**Source extract**
━━━

There are known cases of police faking AI-generated evidence[0]. There's no reason why Apple would be immune against such things. And the recent British post office scandal shows that even without manipulation false faith in technology as evidence can destroy hundreds of lives. The low chance of an error going through that whole chain of checks also increases the trust in that system even in the case of a false positive.
And all this is assuming it will never be expanded from CSAM to other content. Apple is already rolling out a censored version of iOS in China.
> Who needs SWATing when you can send a CP pic (either real or with hash collision as per the thread few days ago) from a virtual overseas number/service and get FBI van to show up as well?
You are talking like collisions are trivial to make.
I bet they have had a deep conversations in this area.
At first, you would need a real hash to even try (which are hidden). Secondly, to get real material it means that it must be in their database to trigger anything. This tells a lot from sender already, and is worth to tell for police. It is quite easy to prove that someone just send it to you. And one photo is not triggering anything. Besides, sender must know that those photos must go automatically into the cloud to mean anything.

━━━

**Collected material**
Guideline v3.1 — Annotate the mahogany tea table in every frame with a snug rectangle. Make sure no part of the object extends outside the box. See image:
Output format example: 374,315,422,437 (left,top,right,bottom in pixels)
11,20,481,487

━━━

**Given task 1**
Reproduce word for word everything in the Apple scanning discussion from "You are talking" down to "to mean anything.".
**Given task 2**
According to the final paragraph of the Apple scanning discussion, what obstacles must a sender overcome before sending a photo could trigger anything? List each one.

**Reply 1**
You are talking like collisions are trivial to make.
I bet they have had a deep conversations in this area.
At first, you would need a real hash to even try (which are hidden). Secondly, to get real material it means that it must be in their database to trigger anything. This tells a lot from sender already, and is worth to tell for police. It is quite easy to prove that someone just send it to you. And one photo is not triggering anything. Besides, sender must know that those photos must go automatically into the cloud to mean anything.

**Reply 2**
- The sender would need a real hash to even try, and those hashes are hidden.
- The real material must be in their database to trigger anything.
- One photo is not enough to trigger anything.
- The sender must know that the photos go automatically into the cloud.